── Excerpt to read ──

Type
- Type: County council

History
- Established: 1 April 1899
- Disbanded: 1 June 2014
- Preceded by: Grand Jury
- Succeeded by: Waterford City and County Council

Elections
- Last election: 5 June 2009

Motto
- Irish: Déisi oc Declán co Bráth "May the Déise remain with Declan forever"

Meeting place
- Civic Offices, Dungarvan

= Waterford County Council =

Former local authority for County Waterford in Ireland (1899–2014)

The area governed by the council

Waterford County Council (Comhairle Contae Phort Láirge) was the local authority of County Waterford, Ireland. The remit of Waterford County Council included some suburbs of the city of Waterford not within the jurisdiction of Waterford City Council. As a county council, it was governed by the Local Government Act 2001.

When disestablished in 2014, the council was responsible for housing and community, roads and transportation, urban planning and development, amenity and culture, and environment. It had 23 elected members. Elections were held every five years and were by single transferable vote. The head of the council had the title of Cathaoirleach. The county administration was headed by a County Manager. The county town was Dungarvan.

==Establishment==
Waterford County Council was established on 1 April 1899 under the Local Government (Ireland) Act 1898 for the administrative county of County Waterford. It succeeded the judicial county of Waterford, with the exception of the district electoral division of Kilculliheen, which became part of County Kilkenny, and the portions of Carrick-on-Suir and Clonmel, which became part of South Tipperary.

It took over the administrative business until then dealt with by the county grand jury, such as the maintenance of highways and bridges, the upkeep and inspection of lunatic asylums, and the appointment of coroners. The new county council also took over some duties of the poor law boards of guardians and of the justices of the peace to regulate explosives.

The county was divided by the Local Government Board for Ireland into district electoral divisions, each returning one councillor for a three-year term. The urban district of Waterford also elected county councillors, and "additional members" included the chairman of each rural district in the county, unless already elected or disqualified, when the RDC was to appoint another member. The council could also co-opt one or two additional members for a three-year term.

───
── Dataset extract ──

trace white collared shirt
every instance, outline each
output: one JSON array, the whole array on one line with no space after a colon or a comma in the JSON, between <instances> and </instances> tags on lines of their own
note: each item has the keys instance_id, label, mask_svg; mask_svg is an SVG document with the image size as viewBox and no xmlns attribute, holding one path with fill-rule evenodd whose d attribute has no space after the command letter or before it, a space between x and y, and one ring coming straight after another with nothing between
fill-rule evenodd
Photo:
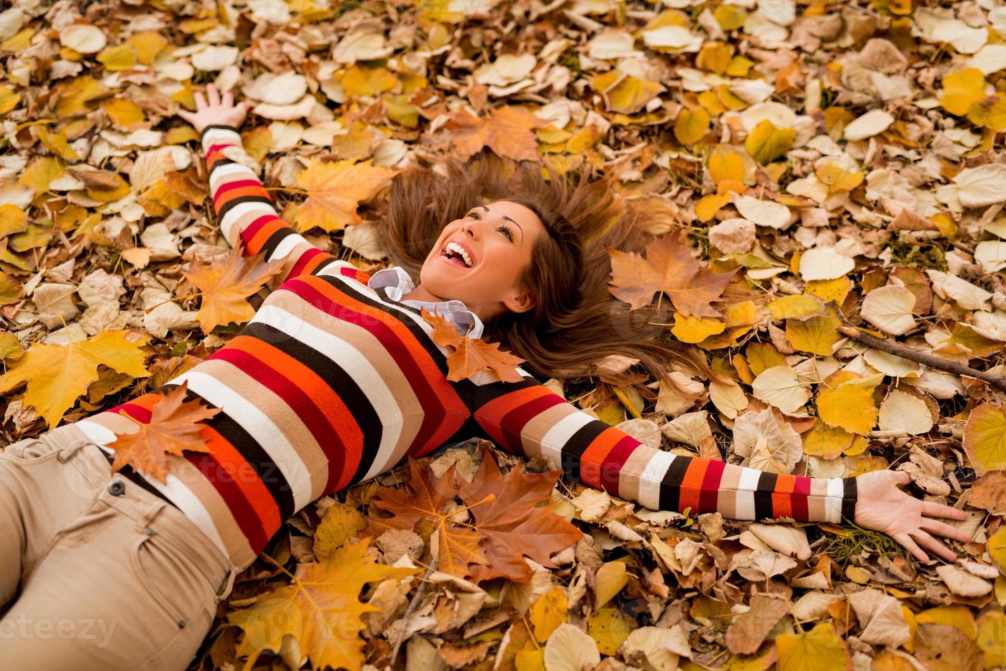
<instances>
[{"instance_id":1,"label":"white collared shirt","mask_svg":"<svg viewBox=\"0 0 1006 671\"><path fill-rule=\"evenodd\" d=\"M482 320L479 315L468 309L464 301L451 299L451 300L441 300L441 301L430 301L430 300L414 300L406 299L402 300L401 296L408 293L415 288L415 282L412 278L408 276L405 269L399 265L393 265L390 268L382 268L370 275L370 281L367 282L367 286L372 289L378 289L383 287L388 287L387 295L391 300L400 302L402 305L409 305L410 307L424 308L432 312L436 312L441 316L445 317L449 321L452 321L458 330L462 333L468 333L471 339L482 338ZM469 330L471 326L471 330Z\"/></svg>"}]
</instances>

───

[List of tasks]:
(1) In the text on Waterford County Council, which district electoral division became part of County Kilkenny when the council was established?
(2) Write the next part of the article on Waterford County Council, picking up after its final sentence.

[Exercise responses]:
(1) Kilculliheen

(2)
The first county council elections were held on 6 April 1899, and the first business was to appoint additional members. Waterford County Council held its first meeting in Waterford Courthouse, but agreed that later meetings would be held at Dungarvan Courthouse.

The county council established a County Secretary's Office at Arus Brugha at Davitt's Quay in the early-20th century before moving into the modern Civic Offices, Dungarvan, at Davitt's Quay in 1999.

The triennial elections were postponed in 1914, on the outbreak of the First World War.

==Elections==
The Local Government (Ireland) Act 1919 introduced the electoral system of proportional representation by means of the single transferable vote (PR-STV) for the 1920 Irish local elections, held in January 1920 (in urban areas) and on 2 June 1920 (in rural areas), during the Irish War of Independence. County Waterford was divided into 4 county electoral areas to elect the 20 members of the council.

Under the Local Government Act 2001, Waterford County Council was allocated 23 seats. The 2009 Waterford County Council election was the last election to the council.

==Dissolution==
In late 2012, the Minister for the Environment, Community and Local Government Phil Hogan announced the proposed merger of Waterford County Council and Waterford City Council. Following implementation of the Local Government Reform Act 2014, it was dissolved on 1 June 2014, and succeeded by Waterford City and County Council.